_STATED EXERCISE_
Beginning at the line with "wooden post, place", output each line to the end of the listing below exactly, please.

Begin MATERIALS PROVIDED

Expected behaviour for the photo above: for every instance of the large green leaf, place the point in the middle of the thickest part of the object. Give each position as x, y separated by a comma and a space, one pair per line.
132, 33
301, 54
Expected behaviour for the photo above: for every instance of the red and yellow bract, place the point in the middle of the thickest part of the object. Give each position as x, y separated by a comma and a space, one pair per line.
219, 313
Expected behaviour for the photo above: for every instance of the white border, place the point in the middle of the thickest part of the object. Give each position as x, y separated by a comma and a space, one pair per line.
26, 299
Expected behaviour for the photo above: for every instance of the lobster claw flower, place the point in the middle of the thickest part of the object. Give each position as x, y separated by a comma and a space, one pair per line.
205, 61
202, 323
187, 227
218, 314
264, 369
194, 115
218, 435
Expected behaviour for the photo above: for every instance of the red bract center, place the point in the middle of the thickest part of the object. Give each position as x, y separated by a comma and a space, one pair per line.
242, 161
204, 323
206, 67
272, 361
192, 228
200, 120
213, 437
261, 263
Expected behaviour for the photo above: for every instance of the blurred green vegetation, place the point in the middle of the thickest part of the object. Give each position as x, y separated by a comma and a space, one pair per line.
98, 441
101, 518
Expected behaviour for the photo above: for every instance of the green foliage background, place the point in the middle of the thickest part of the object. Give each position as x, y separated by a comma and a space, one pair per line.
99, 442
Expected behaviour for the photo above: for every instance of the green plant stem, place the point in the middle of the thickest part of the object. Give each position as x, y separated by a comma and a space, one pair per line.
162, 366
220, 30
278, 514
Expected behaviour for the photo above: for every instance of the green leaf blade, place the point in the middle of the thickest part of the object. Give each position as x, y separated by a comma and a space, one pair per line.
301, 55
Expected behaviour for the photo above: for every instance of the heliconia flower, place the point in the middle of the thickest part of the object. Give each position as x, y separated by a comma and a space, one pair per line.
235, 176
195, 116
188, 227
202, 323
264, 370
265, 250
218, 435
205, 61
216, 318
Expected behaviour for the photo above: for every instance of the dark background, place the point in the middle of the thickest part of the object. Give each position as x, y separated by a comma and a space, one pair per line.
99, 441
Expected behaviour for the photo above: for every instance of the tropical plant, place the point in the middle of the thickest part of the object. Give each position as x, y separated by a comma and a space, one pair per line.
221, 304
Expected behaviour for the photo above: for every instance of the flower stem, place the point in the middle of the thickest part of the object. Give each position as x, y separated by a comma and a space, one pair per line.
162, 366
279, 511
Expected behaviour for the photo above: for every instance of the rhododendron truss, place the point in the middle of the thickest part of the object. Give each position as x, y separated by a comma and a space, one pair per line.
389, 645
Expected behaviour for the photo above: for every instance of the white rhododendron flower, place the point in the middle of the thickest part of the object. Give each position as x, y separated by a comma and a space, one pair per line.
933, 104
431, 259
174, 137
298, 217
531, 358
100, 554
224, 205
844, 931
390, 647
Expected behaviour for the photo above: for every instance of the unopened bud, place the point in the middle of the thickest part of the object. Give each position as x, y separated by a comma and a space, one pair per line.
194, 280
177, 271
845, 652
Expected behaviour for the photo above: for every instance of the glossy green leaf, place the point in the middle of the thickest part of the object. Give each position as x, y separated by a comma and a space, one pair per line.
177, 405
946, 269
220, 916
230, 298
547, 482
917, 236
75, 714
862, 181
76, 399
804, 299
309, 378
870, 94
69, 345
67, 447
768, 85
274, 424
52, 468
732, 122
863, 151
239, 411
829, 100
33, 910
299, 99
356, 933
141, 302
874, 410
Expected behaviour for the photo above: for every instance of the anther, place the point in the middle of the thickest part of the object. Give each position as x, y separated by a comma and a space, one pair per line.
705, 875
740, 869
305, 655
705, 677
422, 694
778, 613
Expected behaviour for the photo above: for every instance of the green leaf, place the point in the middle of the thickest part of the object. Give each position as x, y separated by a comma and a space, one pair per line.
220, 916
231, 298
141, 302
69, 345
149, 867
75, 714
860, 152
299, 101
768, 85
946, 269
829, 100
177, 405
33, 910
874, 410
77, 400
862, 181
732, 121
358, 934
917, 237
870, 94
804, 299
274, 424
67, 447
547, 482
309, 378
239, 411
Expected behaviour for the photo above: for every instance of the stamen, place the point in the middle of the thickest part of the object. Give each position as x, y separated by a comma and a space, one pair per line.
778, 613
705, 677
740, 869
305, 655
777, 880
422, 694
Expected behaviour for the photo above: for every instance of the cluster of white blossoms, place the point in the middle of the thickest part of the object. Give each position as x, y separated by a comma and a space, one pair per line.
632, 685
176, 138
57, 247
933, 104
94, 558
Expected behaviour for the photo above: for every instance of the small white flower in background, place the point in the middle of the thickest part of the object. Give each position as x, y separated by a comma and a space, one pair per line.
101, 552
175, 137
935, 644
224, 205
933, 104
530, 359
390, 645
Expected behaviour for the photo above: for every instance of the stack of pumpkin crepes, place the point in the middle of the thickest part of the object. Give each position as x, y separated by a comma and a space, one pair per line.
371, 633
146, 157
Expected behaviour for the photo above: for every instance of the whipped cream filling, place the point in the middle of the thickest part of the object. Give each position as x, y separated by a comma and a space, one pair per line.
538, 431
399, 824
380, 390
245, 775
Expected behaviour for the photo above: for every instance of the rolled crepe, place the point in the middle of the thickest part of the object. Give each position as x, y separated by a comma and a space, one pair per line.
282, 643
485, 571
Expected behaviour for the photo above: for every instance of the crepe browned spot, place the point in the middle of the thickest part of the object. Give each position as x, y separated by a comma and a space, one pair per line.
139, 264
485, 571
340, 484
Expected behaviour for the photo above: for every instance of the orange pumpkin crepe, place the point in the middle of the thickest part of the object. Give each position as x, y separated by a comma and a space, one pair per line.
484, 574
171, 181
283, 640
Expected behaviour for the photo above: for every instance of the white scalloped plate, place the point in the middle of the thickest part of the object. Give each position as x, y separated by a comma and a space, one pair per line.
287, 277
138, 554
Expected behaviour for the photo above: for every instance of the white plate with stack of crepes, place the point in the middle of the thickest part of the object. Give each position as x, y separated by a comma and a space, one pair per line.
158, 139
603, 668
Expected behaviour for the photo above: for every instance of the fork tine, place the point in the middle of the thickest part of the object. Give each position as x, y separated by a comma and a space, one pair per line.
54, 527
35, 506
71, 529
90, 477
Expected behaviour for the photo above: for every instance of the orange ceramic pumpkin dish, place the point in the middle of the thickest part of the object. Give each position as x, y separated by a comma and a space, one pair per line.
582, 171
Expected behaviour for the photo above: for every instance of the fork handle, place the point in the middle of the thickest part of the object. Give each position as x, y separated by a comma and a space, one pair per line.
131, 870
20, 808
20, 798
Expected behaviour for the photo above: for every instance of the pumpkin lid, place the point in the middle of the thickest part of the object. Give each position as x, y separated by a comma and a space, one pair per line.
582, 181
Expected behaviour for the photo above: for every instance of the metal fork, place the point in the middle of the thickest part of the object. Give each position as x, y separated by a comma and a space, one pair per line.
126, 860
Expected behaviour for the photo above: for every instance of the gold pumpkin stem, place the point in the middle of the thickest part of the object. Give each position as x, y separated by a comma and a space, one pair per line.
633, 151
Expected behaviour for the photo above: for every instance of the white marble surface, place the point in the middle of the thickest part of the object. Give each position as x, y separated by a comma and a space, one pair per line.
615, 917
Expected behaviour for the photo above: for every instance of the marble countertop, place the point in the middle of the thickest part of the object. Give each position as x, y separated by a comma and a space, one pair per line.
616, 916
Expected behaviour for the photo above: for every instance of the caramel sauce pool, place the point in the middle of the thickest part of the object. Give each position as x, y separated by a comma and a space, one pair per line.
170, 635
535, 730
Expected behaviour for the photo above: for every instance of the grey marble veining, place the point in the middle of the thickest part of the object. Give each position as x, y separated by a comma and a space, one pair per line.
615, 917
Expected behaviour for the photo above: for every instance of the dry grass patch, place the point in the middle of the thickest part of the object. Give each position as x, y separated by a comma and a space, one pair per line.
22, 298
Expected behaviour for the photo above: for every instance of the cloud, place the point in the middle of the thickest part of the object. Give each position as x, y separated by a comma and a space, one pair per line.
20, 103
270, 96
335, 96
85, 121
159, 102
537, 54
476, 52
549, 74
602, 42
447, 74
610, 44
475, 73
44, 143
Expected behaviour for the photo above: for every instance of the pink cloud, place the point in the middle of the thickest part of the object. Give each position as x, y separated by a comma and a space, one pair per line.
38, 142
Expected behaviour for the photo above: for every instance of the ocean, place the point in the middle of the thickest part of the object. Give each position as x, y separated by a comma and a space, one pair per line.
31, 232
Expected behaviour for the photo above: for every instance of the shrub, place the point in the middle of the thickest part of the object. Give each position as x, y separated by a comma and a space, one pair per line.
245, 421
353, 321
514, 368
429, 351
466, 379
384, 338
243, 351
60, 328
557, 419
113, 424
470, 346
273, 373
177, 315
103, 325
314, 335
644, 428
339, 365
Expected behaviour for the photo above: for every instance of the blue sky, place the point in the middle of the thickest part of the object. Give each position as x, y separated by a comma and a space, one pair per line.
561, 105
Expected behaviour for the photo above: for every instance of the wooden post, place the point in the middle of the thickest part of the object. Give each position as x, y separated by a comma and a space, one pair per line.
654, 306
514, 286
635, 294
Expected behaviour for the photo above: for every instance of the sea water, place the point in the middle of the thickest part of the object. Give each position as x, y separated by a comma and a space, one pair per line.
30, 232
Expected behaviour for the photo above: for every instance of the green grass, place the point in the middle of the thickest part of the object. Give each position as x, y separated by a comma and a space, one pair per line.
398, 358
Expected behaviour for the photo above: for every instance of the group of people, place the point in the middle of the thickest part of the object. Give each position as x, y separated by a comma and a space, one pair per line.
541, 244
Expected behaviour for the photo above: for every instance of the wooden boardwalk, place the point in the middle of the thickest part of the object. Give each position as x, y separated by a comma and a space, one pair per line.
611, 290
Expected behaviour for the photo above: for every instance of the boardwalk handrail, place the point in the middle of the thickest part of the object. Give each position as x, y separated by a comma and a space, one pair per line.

End MATERIALS PROVIDED

_WRITTEN ANSWER_
Expected behaviour for the photo above: for every instance of the wooden post, place the point in the middle of the thickest part of the object. Give each position as x, y separated by a comma and a space, one pair per line.
654, 306
514, 286
635, 294
Expected behaviour for the photo above: for every instance of the sea water, place the point in the middle of the thickest part of the object. Give each position as x, y separated by a comma and a space, one pair per line.
30, 232
Expected behaviour for the photo above: for every instance of the green grass, place the point in the middle of the thickest part of the object. Give each position as x, y separated by a comma and a space, one pair per line.
398, 358
Expected behaviour for the photo above: for every instance of the group of people, place the point in the middle of the thickest part of the object. Give each position as x, y separated by a comma and a space, one pair per line.
541, 244
Expected behaviour for the photo above: for every instance of the wooden boardwalk, place the point in the middle of the thickest part of the object. Give each position as x, y separated by a comma and a space, one pair per line.
611, 290
Expected behaviour for the photo above: for every instance of the boardwalk handrail, place the point in the middle of the thickest part of the object. Give each position as x, y separated by a comma and a space, one pair per line.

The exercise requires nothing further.